La construcción de la iglesia finalizó en 1864. El 17 de marzo de 1865, poco
después de terminada la catedral original, el padre Petitjean vio a un
grupo de personas de pie enfrente de la catedral. Ellos le pidieron al
sacerdote que les abriese las puertas. A medida que el sacerdote se
arrodilló ante el altar, una mujer de edad mayor del grupo se le acercó y
le dijo:
"Tenemos el mismo sentimiento en nuestros corazones que usted. ¿Dónde está la imagen de la Virgen María?"
El padre Petitjean descubrió que estas personas eran de la cercana aldea de Urakami y eran kakure kirishitans (cristianos ocultos), descendientes de los primeros japoneses cristianos que permanecieron ocultos posteriormente a la rebelión de Shimabara en 1638.
Una blanca estatua de mármol de la virgen María fue traída desde Francia y colocada en la iglesia para conmemorar este evento. El relieve de bronce que se conserva a día de hoy en el patio muestra la memorable escena del descubrimiento.
El 15 de mayo, una embarcación llena de cristianos llegó de una isla cercana. Los misioneros los hacen regresar (todavía estaba vigente la pena de muerte para los católicos): "Solo que se queden el catequista y el jefe". Los misioneros constatan, una vez tras otra que la fórmula empleada para bautizar era la misma que la suya... Por su parte, aquellos dos hombres examinaron a los misioneros. Preguntaron primero por el nombre del Gran Jefe del Reino de Roma. El padre Petitjean dijo que Pío IX... La segunda cuestión sobre la que se les examino fue directa: "¿Ustedes no tienen hijos?" Cuando los sacerdotes declararon que eran célibes, ellos se inclinaron pegando la frente al suelo, mientras exclamaban: "¡Ellos son vírgenes! ¡Gracias, gracias!".
En poco tiempo, decenas de miles de cristianos clandestinos por fin dejaron de ocultarse en la zona de Nagasaki. Las noticias de este acontecimiento llegaron al beato Pío IX, quien declaró esto como el milagro del oriente.

----

▶ **Instrucciones**
• 1. Transcriba literalmente la parte del fragmento sobre los cristianos ocultos de Nagasaki que comienza con las palabras que contienen "Una blanca estatua" y concluye con "escena del descubrimiento.".
• 2. Responda, según el fragmento sobre los cristianos ocultos de Nagasaki:
(a) ¿En qué año finalizó la construcción de la iglesia?
(b) ¿De qué aldea procedían las personas que el padre Petitjean encontró ante la catedral?
(c) ¿Desde qué país se trajo la estatua de mármol de la Virgen María?
• 3. Prosiga el relato sobre los cristianos ocultos de Nagasaki a partir de su última oración.
Las filas constituyen un material independiente del fragmento sobre los cristianos ocultos de Nagasaki.

----

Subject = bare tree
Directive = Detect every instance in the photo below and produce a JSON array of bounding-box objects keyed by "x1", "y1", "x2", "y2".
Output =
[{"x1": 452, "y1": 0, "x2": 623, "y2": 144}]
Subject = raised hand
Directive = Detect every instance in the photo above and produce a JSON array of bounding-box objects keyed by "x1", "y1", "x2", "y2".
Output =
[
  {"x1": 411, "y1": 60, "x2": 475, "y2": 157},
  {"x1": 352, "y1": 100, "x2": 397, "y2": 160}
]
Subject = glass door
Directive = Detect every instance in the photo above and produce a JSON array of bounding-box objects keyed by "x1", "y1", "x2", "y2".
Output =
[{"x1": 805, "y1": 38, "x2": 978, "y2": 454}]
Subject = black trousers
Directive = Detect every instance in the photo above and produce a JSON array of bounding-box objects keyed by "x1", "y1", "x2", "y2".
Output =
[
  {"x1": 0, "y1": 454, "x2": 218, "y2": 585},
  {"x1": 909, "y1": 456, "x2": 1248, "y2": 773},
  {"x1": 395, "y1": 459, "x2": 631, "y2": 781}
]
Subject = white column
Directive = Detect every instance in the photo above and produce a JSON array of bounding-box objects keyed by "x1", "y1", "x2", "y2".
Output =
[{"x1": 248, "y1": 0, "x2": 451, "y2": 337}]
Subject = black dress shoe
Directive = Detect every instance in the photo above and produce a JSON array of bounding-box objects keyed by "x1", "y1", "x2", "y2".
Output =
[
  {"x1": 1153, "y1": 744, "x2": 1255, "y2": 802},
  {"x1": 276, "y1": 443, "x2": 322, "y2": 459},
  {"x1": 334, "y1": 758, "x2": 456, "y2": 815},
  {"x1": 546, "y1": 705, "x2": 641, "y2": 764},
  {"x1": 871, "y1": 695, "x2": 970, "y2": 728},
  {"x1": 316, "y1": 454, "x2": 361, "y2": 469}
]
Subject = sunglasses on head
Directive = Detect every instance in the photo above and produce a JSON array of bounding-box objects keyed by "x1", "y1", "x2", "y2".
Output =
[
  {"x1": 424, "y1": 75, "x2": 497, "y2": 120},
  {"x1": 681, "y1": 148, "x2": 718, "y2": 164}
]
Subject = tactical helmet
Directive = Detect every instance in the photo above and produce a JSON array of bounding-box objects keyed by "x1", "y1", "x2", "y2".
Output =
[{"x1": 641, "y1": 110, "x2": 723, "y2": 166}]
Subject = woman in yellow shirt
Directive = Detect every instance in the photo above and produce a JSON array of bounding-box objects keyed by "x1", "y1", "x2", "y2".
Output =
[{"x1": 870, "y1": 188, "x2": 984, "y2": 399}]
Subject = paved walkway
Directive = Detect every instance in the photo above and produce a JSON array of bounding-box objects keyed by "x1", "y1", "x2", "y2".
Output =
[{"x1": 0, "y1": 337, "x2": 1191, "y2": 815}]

----

▶ **Respuestas**
• 1.
Una blanca estatua de mármol de la virgen María fue traída desde Francia y colocada en la iglesia para conmemorar este evento. El relieve de bronce que se conserva a día de hoy en el patio muestra la memorable escena del descubrimiento.

• 2.
(a) En 1864.
(b) De la aldea de Urakami.
(c) Desde Francia.

• 3.
Tal vez, por eso, nos ha llegado siempre el relato unido. Precisamente, hace unos días, don José Francisco Fernández de la Cigoña recordaba en su blog como se popularizó la famosa anécdota: "Después de la matanza de Shimabara (1637), en que el cristianismo nipón se dio por erradicado, Japón cerró sus puertas a Occidente hasta mediados del siglo XIX. El 17 de marzo de 1865, uno de los primeros misioneros, el padre Bernard Petitjean, de las Misiones Extranjeras de París, recibió la visita de un grupo de personas que le hizo un examen consistente en tres preguntas: si él era célibe, si prestaba obediencia al Papa de Roma y si en su templo se rendía culto a la Virgen María. Al recibir respuestas afirmativas, Yuri, la portavoz del grupo, concluyó: -Nosotros y usted, padre, somos un solo corazón. Y el padre Petitjean descubrió con asombro que en Japón existía una Iglesia oculta que continuaba la del siglo XVI".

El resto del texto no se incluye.